Tasks —
(A) In the guide on freezing pak choi, transcribe the part from "How to freeze pak choi?" to "a good idea.".
(B) Summarize the guide on freezing pak choi in two sentences.
(C) Supply the next part of the guide on freezing pak choi, continuing from the point where it stops.

Passage for review —
━━━━━━
In this article, you will learn how to freeze pak choi (BritEng) or bok choy (AmEng). This comes in handy, especially when you have larger harvests at the same moment and you cannot eat it all at once.
I had to freeze my complete harvest, because I was leaving on a short trip and I would miss the right moment to eat them fresh. On top of that, all my pak choi was being overgrown by not so climbing, but rather crawling, courgettes and I had to save them. They were deprived from sunlight and holes were forming in the leaves. I always prefer to use fresh vegetables, especially if they are from my garden, but sometimes you want to save some for a different season or there is too much harvest and you can’t eat it all at once. Then freezing comes in handy.
How to freeze pak choi?
As with many green vegetables, it is a good idea to blanche them before freezing. This way you stop the enzymes inside to change the texture and colour while being frozen. The word, originally French, sounds much more difficult than the process is in reality. It is just a fancy way of saying: “boil the stuff and cool it down quickly”.
Here’s how you do it:
- Take the pak choi out of your garden (or wherever you get them: shop, farmer’s market, community garden,…). You can pluck them out of the ground or cut just above the root.
- Cut off the bottom of the pak choi and cut the complete plant in little pieces of about 3 cm. I like to use the leaves too and put it all together. This is really tasty with a white sauce! I’d use white sauce for too many things, but pak choi and white sauce go together very well. Stir fry with other vegetables is also a good idea.
- Rinse the pieces and make sure no dirt is left. Normally, there won’t be too much dirt on the plants, because they grow just above the ground, but if you had some days of heavy rain, mud droplets can be stuck on the leaves.
- We’ll blanch the pak choi, because it preserves the vegetables and fixes the colour. First, put a large pot on the stove and boil water.
- You’ll also have to prepare ice cold water in a bowl or in your sink. Do this when the water on the stove is almost boiling, so the water doesn’t get a chance to get to room temperature. You use the coldest water from your tap and add icecubes, coldpacks, or icepacks. I prefer coldpacks. They are reusable and flexible, easy to stack in your freezer and they refreeze super fast!
━━━━━━
Source material —
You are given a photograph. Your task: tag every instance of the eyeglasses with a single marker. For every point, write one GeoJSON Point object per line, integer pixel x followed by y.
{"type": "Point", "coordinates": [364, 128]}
━━━━━━
Answers to this exercise —
(A)
How to freeze pak choi?
As with many green vegetables, it is a good idea to blanche them before freezing. This way you stop the enzymes inside to change the texture and colour while being frozen. The word, originally French, sounds much more difficult than the process is in reality. It is just a fancy way of saying: “boil the stuff and cool it down quickly”.
Here’s how you do it:
- Take the pak choi out of your garden (or wherever you get them: shop, farmer’s market, community garden,…). You can pluck them out of the ground or cut just above the root.
- Cut off the bottom of the pak choi and cut the complete plant in little pieces of about 3 cm. I like to use the leaves too and put it all together. This is really tasty with a white sauce! I’d use white sauce for too many things, but pak choi and white sauce go together very well. Stir fry with other vegetables is also a good idea.

(B) The guide explains how to freeze pak choi, which helps when a large harvest can't be eaten all at once, and recommends blanching it first so that enzymes don't change its texture and color while frozen. The steps covered so far are harvesting the plants, cutting them into pieces of about 3 cm, rinsing off any dirt, boiling water in a large pot, and preparing ice-cold water with ice cubes or cold packs.

(C)
- Once the water is boiling, add the pak choi pieces for 30 to 40 seconds. I’d recommend to go for 30 rather than 40 seconds, because once you defrost, you’ll have to cook it again and if you boil it too long now, it may get mushy later.
- Take out the pak choi pieces and put them immediately in the ice cold water. Let it cool. If necessary, add some more cold water from the tap or add more icecubes.
- Drain with a colander and put everything on a towel to dry. Gently take off any excess water.
- Prepare some freezer bags (or pots) and write on the date and the content. Do this before filling the bags, it is way easier.
- Fill your bags and close them. Don’t fill them too much and also try to push out as much air as possible before closing the bags completely. You can do this by not closing the bag completely, gently pushing out the air and once it is quite flat, closing the final part. Or you can use a vacuum machine. To get a clear image on how to close the bags, watch my video on fennel!
- Now you can put the pak choi in the freezer!
It’s easy to freeze fresh vegetables!
You see, it is very easy to prepare the pak choi for the freezer.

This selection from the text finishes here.